(WHAT YOU SHOULD DO):
Can you lay out every line of the listing from the one containing "For every instance of the clock" down to the one containing "[[151, 198]]", both included, as a JSON list of strings with one string per line and blank lines left out?

[Point labeling listing]
══════

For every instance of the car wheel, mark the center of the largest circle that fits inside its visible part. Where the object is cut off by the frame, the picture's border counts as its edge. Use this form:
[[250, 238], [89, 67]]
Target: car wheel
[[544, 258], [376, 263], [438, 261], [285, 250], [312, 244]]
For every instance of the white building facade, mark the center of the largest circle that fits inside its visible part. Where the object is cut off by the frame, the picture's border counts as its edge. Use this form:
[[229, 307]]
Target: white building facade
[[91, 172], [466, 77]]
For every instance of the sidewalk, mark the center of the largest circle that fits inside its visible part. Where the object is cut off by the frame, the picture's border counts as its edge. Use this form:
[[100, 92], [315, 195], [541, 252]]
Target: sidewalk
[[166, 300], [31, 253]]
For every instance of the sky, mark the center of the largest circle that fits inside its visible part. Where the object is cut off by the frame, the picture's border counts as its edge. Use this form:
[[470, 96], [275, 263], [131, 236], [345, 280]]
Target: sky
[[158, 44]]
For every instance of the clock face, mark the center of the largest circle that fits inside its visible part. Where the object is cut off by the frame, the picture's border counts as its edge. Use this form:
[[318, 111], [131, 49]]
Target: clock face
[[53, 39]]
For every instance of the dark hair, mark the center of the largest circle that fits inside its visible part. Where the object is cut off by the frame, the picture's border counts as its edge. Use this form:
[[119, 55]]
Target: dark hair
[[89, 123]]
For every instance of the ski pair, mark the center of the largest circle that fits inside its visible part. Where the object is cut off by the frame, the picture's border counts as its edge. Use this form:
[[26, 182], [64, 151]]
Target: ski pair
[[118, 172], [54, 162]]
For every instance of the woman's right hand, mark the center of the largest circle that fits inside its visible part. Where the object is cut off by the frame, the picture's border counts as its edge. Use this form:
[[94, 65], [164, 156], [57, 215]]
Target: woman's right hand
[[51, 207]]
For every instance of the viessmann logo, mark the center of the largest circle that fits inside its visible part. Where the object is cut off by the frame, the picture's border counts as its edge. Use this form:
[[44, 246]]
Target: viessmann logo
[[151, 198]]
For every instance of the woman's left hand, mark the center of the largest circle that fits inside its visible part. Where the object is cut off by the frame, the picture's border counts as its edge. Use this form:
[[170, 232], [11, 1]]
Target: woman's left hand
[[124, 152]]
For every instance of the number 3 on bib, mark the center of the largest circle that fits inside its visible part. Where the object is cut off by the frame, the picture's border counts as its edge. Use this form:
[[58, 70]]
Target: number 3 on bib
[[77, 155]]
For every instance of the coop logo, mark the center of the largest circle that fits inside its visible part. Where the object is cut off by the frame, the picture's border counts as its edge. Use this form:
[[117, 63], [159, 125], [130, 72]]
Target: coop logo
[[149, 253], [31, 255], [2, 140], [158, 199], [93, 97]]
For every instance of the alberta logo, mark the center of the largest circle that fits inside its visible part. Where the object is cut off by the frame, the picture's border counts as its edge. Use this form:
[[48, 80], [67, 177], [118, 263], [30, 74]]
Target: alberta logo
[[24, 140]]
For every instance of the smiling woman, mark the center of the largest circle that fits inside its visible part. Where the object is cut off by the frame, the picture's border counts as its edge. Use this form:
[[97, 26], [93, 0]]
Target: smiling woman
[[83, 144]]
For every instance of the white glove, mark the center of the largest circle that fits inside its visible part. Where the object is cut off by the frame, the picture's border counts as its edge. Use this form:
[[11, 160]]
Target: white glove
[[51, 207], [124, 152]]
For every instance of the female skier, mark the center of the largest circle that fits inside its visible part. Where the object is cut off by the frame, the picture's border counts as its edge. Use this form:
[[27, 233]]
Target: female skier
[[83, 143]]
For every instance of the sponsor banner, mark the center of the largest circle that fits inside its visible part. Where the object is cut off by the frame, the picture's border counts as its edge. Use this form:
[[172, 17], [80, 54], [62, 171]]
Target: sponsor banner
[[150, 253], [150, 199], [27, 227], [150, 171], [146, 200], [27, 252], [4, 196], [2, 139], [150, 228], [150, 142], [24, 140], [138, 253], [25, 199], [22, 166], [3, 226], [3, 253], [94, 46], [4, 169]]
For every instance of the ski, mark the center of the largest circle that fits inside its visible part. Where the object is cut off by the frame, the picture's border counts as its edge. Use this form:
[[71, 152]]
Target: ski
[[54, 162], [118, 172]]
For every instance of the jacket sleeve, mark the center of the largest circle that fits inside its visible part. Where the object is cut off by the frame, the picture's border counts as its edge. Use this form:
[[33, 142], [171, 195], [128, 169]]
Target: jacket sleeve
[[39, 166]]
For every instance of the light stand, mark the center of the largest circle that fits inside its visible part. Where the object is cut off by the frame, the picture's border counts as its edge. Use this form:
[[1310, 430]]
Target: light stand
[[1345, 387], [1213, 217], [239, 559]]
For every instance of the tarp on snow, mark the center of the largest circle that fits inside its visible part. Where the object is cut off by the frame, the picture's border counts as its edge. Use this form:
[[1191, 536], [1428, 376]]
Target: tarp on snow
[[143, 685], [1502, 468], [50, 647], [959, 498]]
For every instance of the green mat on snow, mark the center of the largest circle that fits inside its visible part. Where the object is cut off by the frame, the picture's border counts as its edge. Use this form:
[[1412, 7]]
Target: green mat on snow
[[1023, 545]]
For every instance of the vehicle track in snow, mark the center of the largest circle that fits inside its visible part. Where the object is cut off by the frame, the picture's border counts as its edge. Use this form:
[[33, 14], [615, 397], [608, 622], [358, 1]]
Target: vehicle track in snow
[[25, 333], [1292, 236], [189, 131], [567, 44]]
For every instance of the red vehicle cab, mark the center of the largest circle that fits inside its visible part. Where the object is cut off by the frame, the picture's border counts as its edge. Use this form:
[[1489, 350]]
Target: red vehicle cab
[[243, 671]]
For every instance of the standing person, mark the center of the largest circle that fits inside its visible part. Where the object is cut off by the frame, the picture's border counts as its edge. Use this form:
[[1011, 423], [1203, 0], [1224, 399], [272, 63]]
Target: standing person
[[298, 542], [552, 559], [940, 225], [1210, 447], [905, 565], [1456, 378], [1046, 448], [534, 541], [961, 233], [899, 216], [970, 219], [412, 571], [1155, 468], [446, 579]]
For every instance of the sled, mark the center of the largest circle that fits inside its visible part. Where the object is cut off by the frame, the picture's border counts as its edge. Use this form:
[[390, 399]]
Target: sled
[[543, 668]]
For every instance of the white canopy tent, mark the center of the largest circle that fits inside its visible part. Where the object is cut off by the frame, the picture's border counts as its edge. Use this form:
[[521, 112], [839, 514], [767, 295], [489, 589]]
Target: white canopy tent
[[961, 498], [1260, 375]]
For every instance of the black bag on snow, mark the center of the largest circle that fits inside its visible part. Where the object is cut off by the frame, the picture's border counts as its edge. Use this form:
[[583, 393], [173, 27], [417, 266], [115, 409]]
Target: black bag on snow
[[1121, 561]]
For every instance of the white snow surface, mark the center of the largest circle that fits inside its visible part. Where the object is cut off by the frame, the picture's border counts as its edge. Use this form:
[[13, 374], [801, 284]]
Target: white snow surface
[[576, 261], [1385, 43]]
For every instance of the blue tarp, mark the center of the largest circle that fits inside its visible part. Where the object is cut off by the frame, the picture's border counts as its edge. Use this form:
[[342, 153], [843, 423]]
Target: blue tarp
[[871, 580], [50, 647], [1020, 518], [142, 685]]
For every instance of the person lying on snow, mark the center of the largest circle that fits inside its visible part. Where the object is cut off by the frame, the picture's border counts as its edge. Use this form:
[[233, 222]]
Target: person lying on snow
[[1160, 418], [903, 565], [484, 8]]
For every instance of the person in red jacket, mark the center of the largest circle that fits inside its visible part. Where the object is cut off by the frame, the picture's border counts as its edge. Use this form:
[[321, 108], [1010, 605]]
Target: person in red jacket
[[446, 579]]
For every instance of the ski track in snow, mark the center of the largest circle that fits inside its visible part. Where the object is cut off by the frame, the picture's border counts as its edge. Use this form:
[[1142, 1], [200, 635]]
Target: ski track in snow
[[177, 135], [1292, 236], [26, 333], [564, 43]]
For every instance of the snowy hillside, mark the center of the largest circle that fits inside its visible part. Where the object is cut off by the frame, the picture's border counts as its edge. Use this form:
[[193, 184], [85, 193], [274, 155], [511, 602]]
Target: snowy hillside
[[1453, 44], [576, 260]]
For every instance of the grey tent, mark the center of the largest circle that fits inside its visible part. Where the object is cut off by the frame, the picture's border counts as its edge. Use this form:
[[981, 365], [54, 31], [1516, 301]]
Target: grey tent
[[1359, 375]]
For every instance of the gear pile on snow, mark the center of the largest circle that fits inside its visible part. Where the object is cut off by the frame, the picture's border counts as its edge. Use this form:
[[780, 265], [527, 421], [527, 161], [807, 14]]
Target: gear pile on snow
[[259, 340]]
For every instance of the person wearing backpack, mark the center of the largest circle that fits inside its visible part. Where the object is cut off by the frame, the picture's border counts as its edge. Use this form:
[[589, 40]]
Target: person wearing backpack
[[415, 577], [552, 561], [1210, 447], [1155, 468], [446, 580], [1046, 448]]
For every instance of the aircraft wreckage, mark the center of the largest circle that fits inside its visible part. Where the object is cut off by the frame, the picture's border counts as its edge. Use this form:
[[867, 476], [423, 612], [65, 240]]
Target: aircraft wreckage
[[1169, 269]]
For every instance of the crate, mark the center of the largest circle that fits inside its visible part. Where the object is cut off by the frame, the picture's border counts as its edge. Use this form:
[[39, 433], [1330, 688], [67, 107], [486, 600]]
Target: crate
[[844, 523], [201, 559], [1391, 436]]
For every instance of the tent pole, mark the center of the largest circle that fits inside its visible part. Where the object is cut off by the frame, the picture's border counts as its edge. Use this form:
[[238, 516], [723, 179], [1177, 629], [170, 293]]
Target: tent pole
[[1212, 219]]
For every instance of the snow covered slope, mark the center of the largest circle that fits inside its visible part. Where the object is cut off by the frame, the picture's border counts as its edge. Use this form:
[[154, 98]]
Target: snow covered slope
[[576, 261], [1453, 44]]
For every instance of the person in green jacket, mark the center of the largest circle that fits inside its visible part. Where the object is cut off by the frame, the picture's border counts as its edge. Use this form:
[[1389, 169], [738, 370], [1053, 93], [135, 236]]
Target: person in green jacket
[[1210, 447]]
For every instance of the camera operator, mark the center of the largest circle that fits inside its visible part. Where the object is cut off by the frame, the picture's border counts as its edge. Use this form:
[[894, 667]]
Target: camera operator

══════

(COMPLETE RESPONSE):
[
  "For every instance of the clock face, mark the center of the largest circle that fits inside its visible part. Where the object is cut off by the frame, the picture's border counts as its edge. Use this form:",
  "[[318, 111], [131, 49]]",
  "Target: clock face",
  "[[53, 39]]",
  "For every instance of the dark hair, mark the center of the largest circle that fits inside its visible part. Where the object is cut off by the frame, the picture's border counts as its edge. Use this form:",
  "[[119, 55]]",
  "Target: dark hair",
  "[[89, 123]]",
  "For every instance of the ski pair, mark the center of the largest circle that fits inside its visible part. Where the object is cut off by the frame, the picture's border counts as its edge. Use this form:",
  "[[26, 182], [64, 151]]",
  "Target: ski pair",
  "[[118, 172], [54, 162]]",
  "For every instance of the woman's right hand, mark the center of the largest circle that fits inside its visible part. Where the object is cut off by the frame, the picture's border counts as its edge. Use this form:",
  "[[94, 65], [164, 156], [57, 215]]",
  "Target: woman's right hand",
  "[[51, 207]]",
  "For every instance of the viessmann logo, mark the center of the largest circle that fits inside its visible part. Where the object is cut off by the frame, the picture's border counts as its edge. Use this form:",
  "[[44, 246]]",
  "Target: viessmann logo",
  "[[151, 198]]"
]